Extracted records:
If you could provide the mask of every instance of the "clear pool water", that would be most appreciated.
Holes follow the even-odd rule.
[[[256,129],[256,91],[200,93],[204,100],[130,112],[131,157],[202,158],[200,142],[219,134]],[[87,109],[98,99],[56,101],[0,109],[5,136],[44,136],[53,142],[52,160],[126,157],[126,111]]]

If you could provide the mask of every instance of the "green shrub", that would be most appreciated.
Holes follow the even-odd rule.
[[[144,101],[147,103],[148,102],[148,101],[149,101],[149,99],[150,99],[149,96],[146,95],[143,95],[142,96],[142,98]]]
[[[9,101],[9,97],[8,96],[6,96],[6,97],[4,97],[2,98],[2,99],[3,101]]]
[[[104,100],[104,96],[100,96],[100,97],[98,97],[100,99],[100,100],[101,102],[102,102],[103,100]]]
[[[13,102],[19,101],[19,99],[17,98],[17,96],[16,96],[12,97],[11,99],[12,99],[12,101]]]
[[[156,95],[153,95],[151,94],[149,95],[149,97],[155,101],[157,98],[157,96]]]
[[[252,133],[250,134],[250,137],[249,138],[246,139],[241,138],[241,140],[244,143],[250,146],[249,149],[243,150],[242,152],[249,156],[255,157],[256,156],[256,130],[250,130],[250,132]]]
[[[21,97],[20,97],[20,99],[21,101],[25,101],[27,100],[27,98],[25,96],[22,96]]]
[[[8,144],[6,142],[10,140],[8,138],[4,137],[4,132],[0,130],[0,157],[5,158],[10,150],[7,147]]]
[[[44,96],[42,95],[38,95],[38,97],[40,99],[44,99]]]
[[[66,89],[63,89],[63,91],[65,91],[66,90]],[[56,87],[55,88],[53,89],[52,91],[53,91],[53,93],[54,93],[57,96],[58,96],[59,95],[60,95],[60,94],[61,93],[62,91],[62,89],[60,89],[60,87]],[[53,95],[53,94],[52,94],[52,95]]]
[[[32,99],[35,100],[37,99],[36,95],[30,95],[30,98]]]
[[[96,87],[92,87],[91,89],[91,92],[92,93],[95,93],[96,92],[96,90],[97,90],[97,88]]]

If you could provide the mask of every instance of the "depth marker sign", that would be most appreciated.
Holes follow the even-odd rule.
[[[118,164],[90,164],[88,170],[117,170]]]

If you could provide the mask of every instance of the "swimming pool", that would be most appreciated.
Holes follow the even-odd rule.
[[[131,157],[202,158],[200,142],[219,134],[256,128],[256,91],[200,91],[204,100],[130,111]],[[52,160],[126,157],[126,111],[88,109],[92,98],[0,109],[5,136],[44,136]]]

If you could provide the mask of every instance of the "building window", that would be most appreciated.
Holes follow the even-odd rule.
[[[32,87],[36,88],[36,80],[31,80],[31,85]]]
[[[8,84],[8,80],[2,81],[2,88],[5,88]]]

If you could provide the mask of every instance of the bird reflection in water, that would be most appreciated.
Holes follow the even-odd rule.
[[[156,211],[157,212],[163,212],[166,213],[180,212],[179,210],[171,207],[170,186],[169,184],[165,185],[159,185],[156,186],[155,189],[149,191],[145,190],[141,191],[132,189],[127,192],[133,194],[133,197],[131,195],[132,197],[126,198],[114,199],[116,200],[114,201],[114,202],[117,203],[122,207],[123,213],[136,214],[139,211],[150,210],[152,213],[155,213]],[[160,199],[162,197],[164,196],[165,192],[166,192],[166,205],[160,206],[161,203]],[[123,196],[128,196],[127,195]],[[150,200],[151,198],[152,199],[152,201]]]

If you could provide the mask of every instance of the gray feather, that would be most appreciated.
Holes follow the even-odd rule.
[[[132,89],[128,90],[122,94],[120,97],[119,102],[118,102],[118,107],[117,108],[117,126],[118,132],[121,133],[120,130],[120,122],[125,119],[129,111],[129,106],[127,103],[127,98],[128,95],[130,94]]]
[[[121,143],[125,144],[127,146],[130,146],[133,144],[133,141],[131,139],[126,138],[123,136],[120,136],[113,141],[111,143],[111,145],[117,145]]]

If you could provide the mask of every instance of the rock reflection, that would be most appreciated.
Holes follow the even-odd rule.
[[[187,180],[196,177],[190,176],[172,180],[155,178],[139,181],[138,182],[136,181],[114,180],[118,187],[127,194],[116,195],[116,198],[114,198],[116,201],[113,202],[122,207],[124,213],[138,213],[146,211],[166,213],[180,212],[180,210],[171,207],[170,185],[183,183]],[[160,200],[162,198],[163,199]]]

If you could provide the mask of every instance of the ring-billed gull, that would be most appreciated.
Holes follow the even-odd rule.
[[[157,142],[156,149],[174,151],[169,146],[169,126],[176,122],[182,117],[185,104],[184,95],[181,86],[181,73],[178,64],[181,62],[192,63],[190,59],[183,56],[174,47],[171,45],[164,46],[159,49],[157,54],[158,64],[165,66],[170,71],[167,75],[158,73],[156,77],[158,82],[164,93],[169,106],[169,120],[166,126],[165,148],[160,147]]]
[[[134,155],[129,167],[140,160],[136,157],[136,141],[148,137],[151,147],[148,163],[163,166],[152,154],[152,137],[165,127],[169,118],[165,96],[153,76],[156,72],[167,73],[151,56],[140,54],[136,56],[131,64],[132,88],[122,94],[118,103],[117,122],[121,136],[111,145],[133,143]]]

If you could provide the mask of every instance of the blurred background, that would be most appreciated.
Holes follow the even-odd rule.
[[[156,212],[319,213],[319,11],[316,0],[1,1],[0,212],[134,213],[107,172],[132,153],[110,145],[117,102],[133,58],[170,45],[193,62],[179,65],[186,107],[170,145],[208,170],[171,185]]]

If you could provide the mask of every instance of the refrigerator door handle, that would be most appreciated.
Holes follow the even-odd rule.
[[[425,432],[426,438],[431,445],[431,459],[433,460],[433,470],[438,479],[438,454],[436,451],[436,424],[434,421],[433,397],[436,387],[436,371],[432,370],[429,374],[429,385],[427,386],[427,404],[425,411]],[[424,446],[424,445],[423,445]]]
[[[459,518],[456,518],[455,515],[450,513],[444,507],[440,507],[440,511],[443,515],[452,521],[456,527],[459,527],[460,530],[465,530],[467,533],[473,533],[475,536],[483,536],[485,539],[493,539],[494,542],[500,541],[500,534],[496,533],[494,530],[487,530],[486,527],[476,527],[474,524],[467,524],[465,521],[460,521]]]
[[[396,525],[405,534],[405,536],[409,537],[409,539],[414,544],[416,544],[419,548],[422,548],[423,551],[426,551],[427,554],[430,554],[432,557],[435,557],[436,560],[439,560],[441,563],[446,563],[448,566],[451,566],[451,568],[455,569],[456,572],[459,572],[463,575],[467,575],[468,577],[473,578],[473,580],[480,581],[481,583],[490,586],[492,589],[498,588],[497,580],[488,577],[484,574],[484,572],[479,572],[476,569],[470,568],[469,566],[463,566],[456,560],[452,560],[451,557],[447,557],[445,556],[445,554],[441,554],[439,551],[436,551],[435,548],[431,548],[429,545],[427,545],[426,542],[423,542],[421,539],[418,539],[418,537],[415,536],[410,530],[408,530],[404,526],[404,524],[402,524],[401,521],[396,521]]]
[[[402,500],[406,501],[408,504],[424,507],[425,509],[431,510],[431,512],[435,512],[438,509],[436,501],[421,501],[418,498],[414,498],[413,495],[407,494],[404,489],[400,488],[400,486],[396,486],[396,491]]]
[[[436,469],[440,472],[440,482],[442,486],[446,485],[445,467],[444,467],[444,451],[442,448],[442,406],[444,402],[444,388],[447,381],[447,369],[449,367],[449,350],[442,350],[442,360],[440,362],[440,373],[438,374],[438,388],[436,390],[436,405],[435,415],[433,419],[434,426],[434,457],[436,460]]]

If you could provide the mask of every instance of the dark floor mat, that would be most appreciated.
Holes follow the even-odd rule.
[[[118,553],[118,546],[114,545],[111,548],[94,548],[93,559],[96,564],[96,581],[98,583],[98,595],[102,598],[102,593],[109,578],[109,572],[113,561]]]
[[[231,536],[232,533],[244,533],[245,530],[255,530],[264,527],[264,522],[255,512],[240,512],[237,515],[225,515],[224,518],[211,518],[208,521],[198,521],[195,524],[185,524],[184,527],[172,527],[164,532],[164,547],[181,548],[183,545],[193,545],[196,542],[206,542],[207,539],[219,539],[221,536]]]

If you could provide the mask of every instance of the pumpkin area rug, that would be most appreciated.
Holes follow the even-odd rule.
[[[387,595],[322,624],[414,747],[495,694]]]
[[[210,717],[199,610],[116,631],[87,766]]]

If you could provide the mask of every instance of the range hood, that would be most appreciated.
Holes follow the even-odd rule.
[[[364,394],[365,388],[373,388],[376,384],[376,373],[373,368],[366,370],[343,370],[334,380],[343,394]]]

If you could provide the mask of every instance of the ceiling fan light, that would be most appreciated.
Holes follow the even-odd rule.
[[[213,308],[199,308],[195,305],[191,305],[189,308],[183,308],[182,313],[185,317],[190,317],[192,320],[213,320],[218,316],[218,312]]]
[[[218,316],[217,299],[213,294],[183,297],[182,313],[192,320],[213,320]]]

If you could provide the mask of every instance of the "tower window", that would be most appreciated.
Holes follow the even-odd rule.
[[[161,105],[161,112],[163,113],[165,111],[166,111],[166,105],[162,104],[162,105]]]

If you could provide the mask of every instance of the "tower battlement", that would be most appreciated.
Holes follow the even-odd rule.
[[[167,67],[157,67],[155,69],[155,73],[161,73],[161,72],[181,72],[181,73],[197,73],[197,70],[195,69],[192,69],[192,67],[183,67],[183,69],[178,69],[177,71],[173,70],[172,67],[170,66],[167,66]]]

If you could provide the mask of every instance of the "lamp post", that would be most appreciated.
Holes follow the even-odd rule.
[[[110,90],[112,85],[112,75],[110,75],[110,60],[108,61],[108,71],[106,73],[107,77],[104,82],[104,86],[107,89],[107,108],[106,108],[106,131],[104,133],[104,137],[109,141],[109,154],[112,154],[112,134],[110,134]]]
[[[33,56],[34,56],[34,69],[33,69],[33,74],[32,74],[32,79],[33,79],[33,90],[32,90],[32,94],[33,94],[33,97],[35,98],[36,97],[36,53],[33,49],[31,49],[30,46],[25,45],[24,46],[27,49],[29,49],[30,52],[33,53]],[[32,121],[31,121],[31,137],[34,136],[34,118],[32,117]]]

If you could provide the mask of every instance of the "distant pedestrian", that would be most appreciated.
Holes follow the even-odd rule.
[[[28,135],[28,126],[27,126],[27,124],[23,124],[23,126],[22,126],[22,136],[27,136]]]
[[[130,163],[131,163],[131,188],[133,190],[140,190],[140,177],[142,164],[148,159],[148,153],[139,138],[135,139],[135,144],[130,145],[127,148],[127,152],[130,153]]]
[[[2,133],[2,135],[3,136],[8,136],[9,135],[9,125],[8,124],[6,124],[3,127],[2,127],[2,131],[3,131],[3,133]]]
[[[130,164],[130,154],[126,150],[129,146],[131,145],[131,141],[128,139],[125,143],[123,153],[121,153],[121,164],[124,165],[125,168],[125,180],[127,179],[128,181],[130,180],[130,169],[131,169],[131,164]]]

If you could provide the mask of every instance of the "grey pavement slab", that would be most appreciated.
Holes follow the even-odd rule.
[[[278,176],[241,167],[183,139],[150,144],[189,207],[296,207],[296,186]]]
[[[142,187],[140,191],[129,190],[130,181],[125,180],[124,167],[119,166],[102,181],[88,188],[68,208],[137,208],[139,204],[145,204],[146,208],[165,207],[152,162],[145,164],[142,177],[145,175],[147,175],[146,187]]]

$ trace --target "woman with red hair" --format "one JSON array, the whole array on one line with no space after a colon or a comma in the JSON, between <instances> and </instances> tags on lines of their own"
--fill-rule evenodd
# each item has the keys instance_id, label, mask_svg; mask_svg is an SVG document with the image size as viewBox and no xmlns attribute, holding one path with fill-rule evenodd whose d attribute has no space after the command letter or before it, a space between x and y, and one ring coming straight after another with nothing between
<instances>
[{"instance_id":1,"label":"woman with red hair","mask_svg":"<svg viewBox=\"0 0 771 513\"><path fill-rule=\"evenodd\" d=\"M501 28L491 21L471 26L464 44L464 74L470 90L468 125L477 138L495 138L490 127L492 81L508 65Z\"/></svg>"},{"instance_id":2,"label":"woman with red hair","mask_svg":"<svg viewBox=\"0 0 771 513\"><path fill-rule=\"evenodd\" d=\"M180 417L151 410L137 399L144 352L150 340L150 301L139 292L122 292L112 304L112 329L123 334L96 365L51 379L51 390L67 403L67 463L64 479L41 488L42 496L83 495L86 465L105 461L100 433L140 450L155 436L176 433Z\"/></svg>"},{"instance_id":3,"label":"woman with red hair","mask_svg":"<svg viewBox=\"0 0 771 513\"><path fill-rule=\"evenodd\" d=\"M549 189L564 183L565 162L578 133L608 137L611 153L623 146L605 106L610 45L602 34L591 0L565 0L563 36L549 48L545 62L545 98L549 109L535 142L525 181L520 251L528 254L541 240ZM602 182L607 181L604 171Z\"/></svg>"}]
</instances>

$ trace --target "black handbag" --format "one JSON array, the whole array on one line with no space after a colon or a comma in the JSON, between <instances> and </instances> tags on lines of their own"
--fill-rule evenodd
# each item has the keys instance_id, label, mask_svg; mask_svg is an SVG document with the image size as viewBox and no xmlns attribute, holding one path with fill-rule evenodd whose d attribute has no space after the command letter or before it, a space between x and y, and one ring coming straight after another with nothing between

◆ **Exercise details**:
Starting at the first of the rows and stopping after the line that contains "[[[118,164],[90,164],[88,170],[117,170]]]", swap "green shrub" for "green bush" and leave everything else unchanged. Give back only those lines.

◆ **Result for this exercise**:
If you could provide the mask of every instance of the "clear pool water", that would be most appreciated.
Holes follow the even-odd rule.
[[[256,129],[256,91],[200,93],[204,100],[130,112],[131,157],[202,158],[200,142],[219,134]],[[87,109],[98,99],[56,101],[0,109],[5,136],[44,136],[53,142],[52,160],[126,157],[126,111]]]

If you could provide the mask of every instance of the "green bush", that would be most appreciated.
Holes follow the even-odd rule.
[[[144,101],[147,103],[148,102],[148,101],[149,101],[149,99],[150,99],[149,96],[146,95],[143,95],[142,96],[142,98]]]
[[[9,101],[9,97],[8,96],[6,96],[6,97],[4,97],[2,98],[2,99],[3,101]]]
[[[104,100],[104,96],[100,96],[100,97],[98,97],[100,99],[100,100],[101,102],[102,102],[103,100]]]
[[[13,102],[19,101],[19,99],[17,98],[17,96],[16,96],[12,97],[11,99],[12,99],[12,101]]]
[[[156,95],[153,95],[151,94],[149,95],[149,97],[155,101],[157,98],[157,96]]]
[[[252,133],[250,134],[250,137],[249,138],[246,139],[241,138],[241,140],[244,143],[250,146],[249,149],[243,150],[242,152],[249,156],[255,157],[256,156],[256,130],[250,130],[250,132]]]
[[[21,97],[20,97],[20,99],[21,101],[25,101],[27,100],[27,98],[25,96],[22,96]]]
[[[8,144],[6,142],[10,140],[8,138],[4,137],[4,132],[0,130],[0,157],[5,158],[10,150],[7,147]]]
[[[44,96],[42,95],[38,95],[38,97],[40,99],[44,99]]]
[[[66,89],[63,89],[63,91],[65,91],[66,90]],[[56,87],[55,88],[53,89],[52,91],[53,91],[53,93],[54,93],[57,96],[58,96],[59,95],[60,95],[60,94],[61,93],[62,91],[62,89],[60,89],[60,87]],[[53,95],[53,94],[52,94],[52,95]]]
[[[32,99],[35,100],[37,99],[36,95],[30,95],[30,98]]]
[[[96,87],[92,87],[91,89],[91,92],[92,93],[95,93],[96,92],[96,90],[97,90],[97,88]]]

If you could provide the mask of every instance of the "depth marker sign", that would be most appreciated.
Holes follow the even-odd rule.
[[[118,164],[90,164],[88,170],[117,170]]]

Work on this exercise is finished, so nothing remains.